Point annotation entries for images
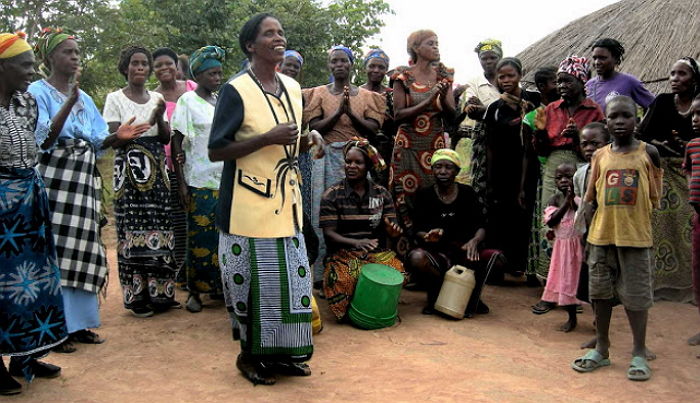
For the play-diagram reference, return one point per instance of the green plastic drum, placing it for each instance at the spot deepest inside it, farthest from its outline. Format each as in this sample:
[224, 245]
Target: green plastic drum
[376, 298]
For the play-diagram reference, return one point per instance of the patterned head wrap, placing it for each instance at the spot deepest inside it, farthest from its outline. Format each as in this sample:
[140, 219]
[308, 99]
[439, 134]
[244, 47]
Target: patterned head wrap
[377, 54]
[205, 58]
[48, 41]
[490, 45]
[294, 54]
[368, 150]
[12, 45]
[578, 67]
[446, 154]
[344, 49]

▸ **Instructions for the task**
Copy out every line of the records above word for word, omitting the pictures.

▸ **Correct response**
For the play-diagram reference, return one point per instance of the green plastic drum, placing it for each instance at the spot deepest inside it, farthest from its outline. Format each as in this sample:
[224, 245]
Target: green plastic drum
[376, 298]
For the play-diagram reference, return one point per instance of the patterned head wrap, placing it for each instance at the spot deepest inside it, farthest from its outline. Format each as in this sample:
[140, 219]
[308, 99]
[439, 134]
[244, 47]
Target: patterned head wrap
[377, 54]
[205, 58]
[48, 41]
[490, 45]
[294, 54]
[368, 150]
[12, 45]
[578, 67]
[446, 154]
[344, 49]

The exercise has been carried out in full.